Your instructions:
Convert the records below into a two-column CSV with the header instruction,response, one row per instruction. Put the instruction text and its full set of points each in a single quoted field, replace line breaks with spaces, and leave the photos out.

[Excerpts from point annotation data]
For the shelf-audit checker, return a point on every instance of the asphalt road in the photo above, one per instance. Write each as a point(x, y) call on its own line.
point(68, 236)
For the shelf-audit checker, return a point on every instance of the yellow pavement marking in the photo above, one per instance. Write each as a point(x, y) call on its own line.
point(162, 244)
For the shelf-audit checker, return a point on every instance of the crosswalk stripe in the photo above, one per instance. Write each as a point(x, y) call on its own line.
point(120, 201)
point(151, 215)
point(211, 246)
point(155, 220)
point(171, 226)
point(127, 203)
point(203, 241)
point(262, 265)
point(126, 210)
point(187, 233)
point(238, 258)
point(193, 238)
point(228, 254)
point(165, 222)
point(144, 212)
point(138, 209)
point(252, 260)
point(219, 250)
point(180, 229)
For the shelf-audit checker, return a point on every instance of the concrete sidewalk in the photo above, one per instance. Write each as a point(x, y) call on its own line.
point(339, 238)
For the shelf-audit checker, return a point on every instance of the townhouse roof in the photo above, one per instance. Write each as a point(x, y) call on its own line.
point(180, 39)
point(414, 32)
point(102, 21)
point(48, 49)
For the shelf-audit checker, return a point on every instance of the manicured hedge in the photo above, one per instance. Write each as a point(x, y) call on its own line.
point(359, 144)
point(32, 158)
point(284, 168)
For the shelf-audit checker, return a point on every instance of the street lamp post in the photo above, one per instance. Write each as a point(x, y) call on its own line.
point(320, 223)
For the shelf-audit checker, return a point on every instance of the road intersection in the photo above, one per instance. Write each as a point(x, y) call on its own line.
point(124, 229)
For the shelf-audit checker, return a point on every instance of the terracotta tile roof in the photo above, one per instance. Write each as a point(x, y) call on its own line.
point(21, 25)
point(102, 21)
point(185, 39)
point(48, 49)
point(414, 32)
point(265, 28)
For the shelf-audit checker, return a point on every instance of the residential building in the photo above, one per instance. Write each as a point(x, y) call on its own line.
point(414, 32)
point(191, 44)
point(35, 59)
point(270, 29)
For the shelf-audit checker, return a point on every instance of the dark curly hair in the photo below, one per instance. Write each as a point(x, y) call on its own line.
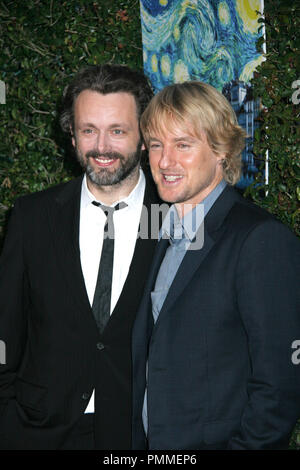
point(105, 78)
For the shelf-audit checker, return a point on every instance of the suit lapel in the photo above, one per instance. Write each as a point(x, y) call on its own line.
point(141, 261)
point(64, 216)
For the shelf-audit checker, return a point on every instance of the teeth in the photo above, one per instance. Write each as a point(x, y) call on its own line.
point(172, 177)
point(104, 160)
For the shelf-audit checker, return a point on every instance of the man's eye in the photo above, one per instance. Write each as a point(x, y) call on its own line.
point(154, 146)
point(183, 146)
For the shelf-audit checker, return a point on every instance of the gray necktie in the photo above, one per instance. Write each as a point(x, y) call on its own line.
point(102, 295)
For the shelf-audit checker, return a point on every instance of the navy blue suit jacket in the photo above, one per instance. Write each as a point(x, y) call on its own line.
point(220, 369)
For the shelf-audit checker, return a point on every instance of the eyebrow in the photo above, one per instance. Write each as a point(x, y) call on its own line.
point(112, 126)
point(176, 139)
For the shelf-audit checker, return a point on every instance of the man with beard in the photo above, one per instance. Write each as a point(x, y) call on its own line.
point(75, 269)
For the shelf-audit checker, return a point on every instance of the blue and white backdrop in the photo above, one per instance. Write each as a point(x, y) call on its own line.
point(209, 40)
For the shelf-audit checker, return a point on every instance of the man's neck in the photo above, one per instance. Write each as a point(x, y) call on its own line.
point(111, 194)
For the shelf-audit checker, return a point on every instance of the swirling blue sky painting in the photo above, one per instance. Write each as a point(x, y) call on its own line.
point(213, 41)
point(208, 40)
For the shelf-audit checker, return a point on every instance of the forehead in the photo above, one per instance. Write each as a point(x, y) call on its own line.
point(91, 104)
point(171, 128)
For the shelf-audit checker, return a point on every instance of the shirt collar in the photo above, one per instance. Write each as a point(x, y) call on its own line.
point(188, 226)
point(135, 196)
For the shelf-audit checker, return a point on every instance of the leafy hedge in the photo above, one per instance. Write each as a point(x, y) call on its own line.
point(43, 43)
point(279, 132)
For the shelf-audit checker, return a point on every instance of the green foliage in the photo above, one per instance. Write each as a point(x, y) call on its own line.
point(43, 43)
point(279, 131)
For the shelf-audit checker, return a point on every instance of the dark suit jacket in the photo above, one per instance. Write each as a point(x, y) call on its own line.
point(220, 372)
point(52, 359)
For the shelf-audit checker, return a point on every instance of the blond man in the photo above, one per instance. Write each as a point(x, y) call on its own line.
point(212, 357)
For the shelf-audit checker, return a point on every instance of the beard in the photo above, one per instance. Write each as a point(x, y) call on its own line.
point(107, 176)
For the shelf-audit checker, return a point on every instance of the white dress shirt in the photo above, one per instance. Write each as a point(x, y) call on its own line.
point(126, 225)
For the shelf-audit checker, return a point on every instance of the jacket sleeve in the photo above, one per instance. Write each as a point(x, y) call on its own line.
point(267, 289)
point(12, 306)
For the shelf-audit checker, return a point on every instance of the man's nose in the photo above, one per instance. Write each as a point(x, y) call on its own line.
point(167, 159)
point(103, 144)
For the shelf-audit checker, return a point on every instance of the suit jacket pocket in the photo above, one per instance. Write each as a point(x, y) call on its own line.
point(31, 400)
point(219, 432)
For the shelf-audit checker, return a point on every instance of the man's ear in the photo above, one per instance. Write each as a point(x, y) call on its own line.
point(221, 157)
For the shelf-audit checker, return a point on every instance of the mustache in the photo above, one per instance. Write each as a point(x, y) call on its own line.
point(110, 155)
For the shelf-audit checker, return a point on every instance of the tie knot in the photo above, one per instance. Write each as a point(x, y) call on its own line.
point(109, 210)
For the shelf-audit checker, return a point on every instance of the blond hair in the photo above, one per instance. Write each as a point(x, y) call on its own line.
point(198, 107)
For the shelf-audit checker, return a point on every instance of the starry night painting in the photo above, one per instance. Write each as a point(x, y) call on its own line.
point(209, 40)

Full solution:
instruction,response
"For the shelf-audit checker, return a point on every instance of the asphalt road in the photo above, one per instance. Write each as a point(x, y) call on its own line.","point(68, 236)"
"For the shelf-audit checker, return a point on every instance of the yellow pavement marking in the photo above, one per instance. Write each as a point(x, y) call on its own line.","point(162, 244)"
"For the shelf-audit checker, return a point on every instance of the crosswalk stripe in the photo above, one per instance. Write each as a point(x, y) call on its own line.","point(120, 201) point(151, 215) point(211, 246) point(155, 220) point(171, 226) point(127, 203) point(203, 241) point(262, 265) point(126, 210) point(187, 233) point(238, 258) point(193, 238) point(228, 254) point(165, 222) point(144, 212) point(138, 209) point(252, 260) point(219, 250) point(180, 229)"
"For the shelf-audit checker, return a point on every instance of the concrete sidewalk in the photo above, one per instance. Write each as a point(x, y) call on its own line.","point(339, 238)"
"For the shelf-audit checker, return a point on every instance of the townhouse roof in the photo above, one per instance. Write each as a point(x, y) call on its own line.","point(180, 39) point(414, 32) point(102, 21) point(48, 49)"
"For the shelf-audit checker, return a point on every instance of the manicured hedge in the photo above, one per instance. Write each as a point(x, y) call on its own line.","point(359, 144) point(32, 158) point(284, 168)"
"For the shelf-audit checker, return a point on every instance of the street lamp post in the photo above, one per instance. Write each as a point(x, y) call on its own line.","point(320, 223)"
"For the shelf-audit checker, return a point on every instance of the road intersection in the photo above, one per instance. Write each as a point(x, y) call on its own line.","point(124, 229)"
"For the shelf-audit checker, return a point on every instance of the terracotta tile roof in the photo above, one per instance. Write each as a point(x, y) call on its own line.","point(21, 25) point(102, 21) point(185, 39) point(48, 49) point(414, 32) point(265, 28)"
"For the shelf-audit checker, return a point on every instance of the residential building in the photo above, one per instance. Write each as a point(x, y) call on its own line.","point(414, 32) point(191, 44) point(35, 59) point(270, 29)"
"For the shelf-audit checker, return a point on every instance of the dark curly hair in the photo below, one per instance. Write each as a point(x, y) call on its own line.","point(105, 78)"
"For the shelf-audit checker, return a point on every instance of the suit lapel in the photo above, one per instance. Write each as a point(x, y) call on its own line.","point(141, 261) point(64, 216)"
"For the shelf-audit checker, return a point on every instance of the teeth in the photo above, one per instance. Write each as a point(x, y) call on its own line.","point(172, 177) point(104, 160)"
"For the shelf-audit checker, return a point on every instance of the man's eye in the photo above, one per instance. Write each as a point(x, y) call on its own line.","point(154, 146) point(183, 146)"
"For the shelf-audit checker, return a point on every instance of the gray necktie in the photo above, one per instance. Write each as a point(x, y) call on its own line.","point(102, 295)"
"For the shelf-audit checker, return a point on every instance of the navy blue suit jacket in the photo above, one per instance. Write each as a point(x, y) call on its own line.","point(220, 369)"
"For the shelf-audit checker, return a point on every instance of the eyebrow in the photo above, one per instance. Write each as a point(x, y) call on its own line.","point(112, 126) point(176, 139)"
"For the shelf-audit checker, return a point on every instance of the man with beard in the photo above, one per instance. Write each as a point(x, y) call on its own line.","point(75, 269)"
"For the shelf-audit checker, return a point on every instance of the blue and white backdrop in the photo above, one per instance. Write each as a point(x, y) call on its own line.","point(209, 40)"
"For the shelf-audit checker, return a point on every instance of the man's neck in the photo above, one per instance. Write each as a point(x, y) call on its own line.","point(111, 194)"
"For the shelf-audit checker, return a point on every instance of the swirling blue sky painting in the photo above, one per instance. Write each as a point(x, y) call on its own line.","point(213, 41) point(208, 40)"
"For the shelf-audit checker, return a point on every instance of the forehead in the photo above, one per instance. Write each as a point(x, y) call on its own line.","point(91, 104) point(171, 128)"
"For the shelf-audit checker, return a point on every instance of the shirt collar in the photo above, one per instance. Write each as a point(x, y) call on its own line.","point(188, 226) point(135, 196)"
"For the shelf-audit checker, return a point on every instance of the leafy hedge in the photo above, one per instance. Write each as a point(x, y) call on its own line.","point(43, 43) point(279, 132)"
"For the shelf-audit checker, return a point on every instance of the green foliage in the photo above, one per instance. Write each as a point(x, y) call on its own line.","point(43, 43) point(279, 131)"
"For the shelf-audit checker, return a point on every instance of the dark suit jacket in the photo above, one per instance. Write each as a point(x, y) call on its own line.","point(220, 372) point(52, 359)"
"For the shelf-audit checker, return a point on every instance of the blond man in the photo above, one per instance. Write each as a point(x, y) call on its own line.","point(212, 357)"
"For the shelf-audit checker, return a point on every instance of the beard in the photo above, one per instance. Write each as a point(x, y) call on its own line.","point(107, 176)"
"For the shelf-audit checker, return a point on every instance of the white dress shirt in the photo above, one per instance. Write each as a point(x, y) call on its own line.","point(126, 225)"
"For the shelf-audit checker, return a point on every instance of the jacket sleeve in the photo above, one per instance. Write each as a point(x, y) call on its own line.","point(267, 289) point(12, 306)"
"For the shelf-audit checker, return a point on every instance of the man's nose in the photo above, one per instance. Write each as a point(x, y) call on its own line.","point(167, 159) point(103, 144)"
"For the shelf-audit checker, return a point on every instance of the suit jacket pocket in the photo above, one per instance. Write each as a point(x, y) call on its own line.","point(31, 400) point(219, 432)"
"For the shelf-audit checker, return a point on every instance of the man's ear in the photo above, one per instance. Write each as a point(x, y) call on its own line.","point(221, 157)"
"For the shelf-audit checker, return a point on every instance of the mustache in the photo above, one per instance. Write each as a point(x, y) call on its own line.","point(110, 155)"
"For the shelf-audit checker, return a point on every instance of the tie knot in the photo above, one per instance. Write each as a point(x, y) call on its own line.","point(109, 210)"
"For the shelf-audit checker, return a point on every instance of the blond hair in the photo above, one per instance. Write each as a point(x, y) call on its own line.","point(198, 107)"
"For the shelf-audit checker, return a point on every instance of the starry night painting in the photo above, one per instance. Write each as a point(x, y) call on its own line.","point(209, 40)"